* ASSIGNMENT *
Set down only what runs from the line containing "<point>920,31</point>" through the last line of the data, exactly as it reads.

* INPUT RECORDS *

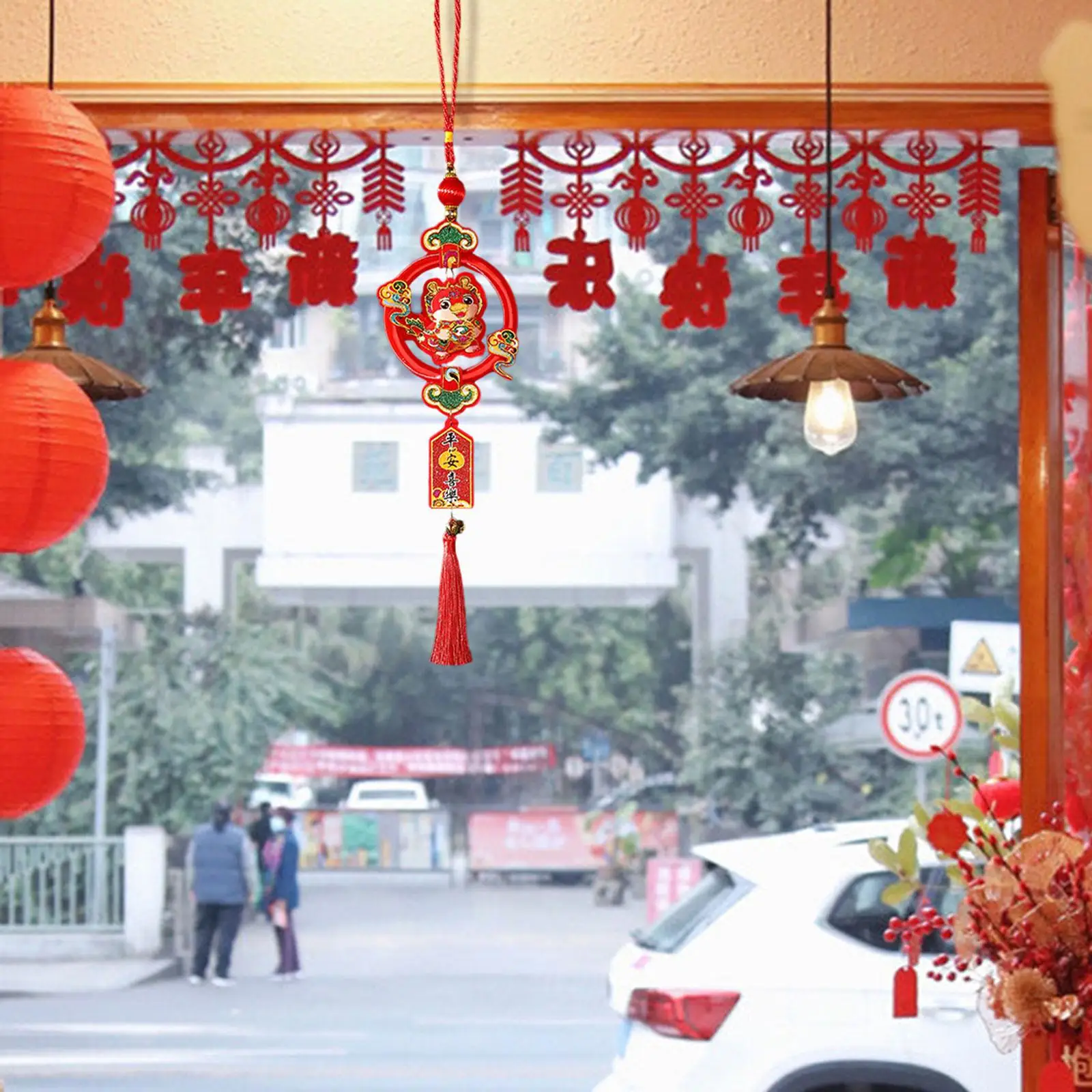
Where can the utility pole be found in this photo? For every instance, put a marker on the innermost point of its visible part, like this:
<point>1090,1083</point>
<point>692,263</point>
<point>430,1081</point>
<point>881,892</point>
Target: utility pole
<point>107,676</point>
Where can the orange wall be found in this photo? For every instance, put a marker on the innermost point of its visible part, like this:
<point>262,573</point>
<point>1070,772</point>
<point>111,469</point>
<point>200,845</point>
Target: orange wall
<point>513,46</point>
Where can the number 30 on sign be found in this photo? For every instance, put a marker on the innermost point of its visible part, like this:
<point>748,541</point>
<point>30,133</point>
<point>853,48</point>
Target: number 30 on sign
<point>920,711</point>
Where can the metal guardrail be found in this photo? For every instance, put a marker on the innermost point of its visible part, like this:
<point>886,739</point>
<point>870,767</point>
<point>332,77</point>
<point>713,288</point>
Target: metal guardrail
<point>49,884</point>
<point>178,921</point>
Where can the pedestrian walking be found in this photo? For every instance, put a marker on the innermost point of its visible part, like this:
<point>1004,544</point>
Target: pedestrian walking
<point>283,861</point>
<point>261,835</point>
<point>223,876</point>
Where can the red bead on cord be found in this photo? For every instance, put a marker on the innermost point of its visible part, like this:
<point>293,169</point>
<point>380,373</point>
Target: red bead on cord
<point>451,191</point>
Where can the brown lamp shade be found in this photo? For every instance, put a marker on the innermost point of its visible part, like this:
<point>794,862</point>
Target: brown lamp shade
<point>828,358</point>
<point>100,382</point>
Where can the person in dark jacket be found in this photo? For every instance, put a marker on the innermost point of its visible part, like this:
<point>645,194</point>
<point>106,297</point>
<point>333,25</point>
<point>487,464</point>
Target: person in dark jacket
<point>284,895</point>
<point>261,835</point>
<point>223,877</point>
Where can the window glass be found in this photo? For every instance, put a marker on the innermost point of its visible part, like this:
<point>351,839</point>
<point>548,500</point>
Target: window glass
<point>375,468</point>
<point>560,470</point>
<point>715,893</point>
<point>861,913</point>
<point>483,468</point>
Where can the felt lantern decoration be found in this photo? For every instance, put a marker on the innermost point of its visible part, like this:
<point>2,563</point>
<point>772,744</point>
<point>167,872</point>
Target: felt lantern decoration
<point>54,457</point>
<point>42,732</point>
<point>445,340</point>
<point>829,376</point>
<point>57,197</point>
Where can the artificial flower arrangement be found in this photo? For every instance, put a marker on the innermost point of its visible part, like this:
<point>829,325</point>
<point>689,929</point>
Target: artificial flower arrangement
<point>1024,925</point>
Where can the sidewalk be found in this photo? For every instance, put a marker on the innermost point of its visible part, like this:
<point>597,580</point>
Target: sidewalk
<point>81,977</point>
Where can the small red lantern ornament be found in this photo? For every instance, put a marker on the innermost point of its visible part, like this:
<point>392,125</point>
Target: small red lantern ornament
<point>57,197</point>
<point>449,329</point>
<point>42,732</point>
<point>54,457</point>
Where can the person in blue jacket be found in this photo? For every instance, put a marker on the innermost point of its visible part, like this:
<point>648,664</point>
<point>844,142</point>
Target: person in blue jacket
<point>283,897</point>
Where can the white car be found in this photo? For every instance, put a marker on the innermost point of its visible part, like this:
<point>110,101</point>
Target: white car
<point>773,975</point>
<point>388,796</point>
<point>294,793</point>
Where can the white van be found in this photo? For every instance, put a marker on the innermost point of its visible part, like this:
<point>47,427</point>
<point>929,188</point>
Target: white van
<point>388,796</point>
<point>294,793</point>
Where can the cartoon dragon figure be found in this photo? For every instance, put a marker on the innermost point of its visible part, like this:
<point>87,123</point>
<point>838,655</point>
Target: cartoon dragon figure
<point>450,324</point>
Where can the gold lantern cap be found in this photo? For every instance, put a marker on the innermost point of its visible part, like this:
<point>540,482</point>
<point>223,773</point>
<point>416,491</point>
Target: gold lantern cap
<point>100,382</point>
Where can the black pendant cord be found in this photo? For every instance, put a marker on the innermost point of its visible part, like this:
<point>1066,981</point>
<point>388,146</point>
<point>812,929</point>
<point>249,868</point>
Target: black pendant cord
<point>53,41</point>
<point>829,289</point>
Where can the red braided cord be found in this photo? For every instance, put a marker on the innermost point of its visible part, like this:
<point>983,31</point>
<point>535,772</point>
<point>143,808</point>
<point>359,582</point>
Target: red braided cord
<point>449,109</point>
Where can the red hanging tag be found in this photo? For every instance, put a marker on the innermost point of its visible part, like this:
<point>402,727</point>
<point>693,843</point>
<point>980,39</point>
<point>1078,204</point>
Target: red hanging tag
<point>906,993</point>
<point>451,647</point>
<point>1057,1076</point>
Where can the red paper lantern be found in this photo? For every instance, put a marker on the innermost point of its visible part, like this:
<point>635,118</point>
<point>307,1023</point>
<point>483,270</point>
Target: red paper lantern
<point>54,457</point>
<point>56,186</point>
<point>42,732</point>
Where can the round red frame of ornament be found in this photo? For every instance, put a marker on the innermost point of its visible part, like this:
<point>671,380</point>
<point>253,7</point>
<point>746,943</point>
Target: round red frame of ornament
<point>400,338</point>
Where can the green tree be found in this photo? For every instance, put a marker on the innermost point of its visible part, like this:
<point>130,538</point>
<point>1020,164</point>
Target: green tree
<point>762,756</point>
<point>939,470</point>
<point>199,376</point>
<point>192,715</point>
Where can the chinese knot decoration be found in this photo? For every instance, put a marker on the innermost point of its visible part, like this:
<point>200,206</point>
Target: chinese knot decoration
<point>445,341</point>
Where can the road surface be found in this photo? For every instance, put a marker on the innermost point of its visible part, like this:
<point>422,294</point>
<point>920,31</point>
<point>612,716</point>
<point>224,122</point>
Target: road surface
<point>409,986</point>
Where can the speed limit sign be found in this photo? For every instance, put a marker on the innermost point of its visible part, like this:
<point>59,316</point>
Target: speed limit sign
<point>920,711</point>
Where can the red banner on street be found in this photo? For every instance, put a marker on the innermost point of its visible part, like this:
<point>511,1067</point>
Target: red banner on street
<point>558,840</point>
<point>669,879</point>
<point>316,762</point>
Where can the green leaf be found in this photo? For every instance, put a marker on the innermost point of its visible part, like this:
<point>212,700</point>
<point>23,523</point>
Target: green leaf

* WRITTEN ANSWER *
<point>920,31</point>
<point>612,716</point>
<point>224,122</point>
Target: road surface
<point>409,986</point>
Where can the speed limit sign be found in this photo? For every instance, put a marker on the innermost point of its visible part, like this:
<point>59,316</point>
Target: speed limit sign
<point>920,711</point>
Where can the red banner on street be found in this photo? For every instance, put a marker on the innermost point of its visible part, like this:
<point>511,1067</point>
Target: red banner on street
<point>558,840</point>
<point>669,879</point>
<point>316,762</point>
Where can the green leaf be found in this photo? For every instance, put a marker on the innermost point of its visible part, like this:
<point>212,700</point>
<point>23,523</point>
Target: green leaf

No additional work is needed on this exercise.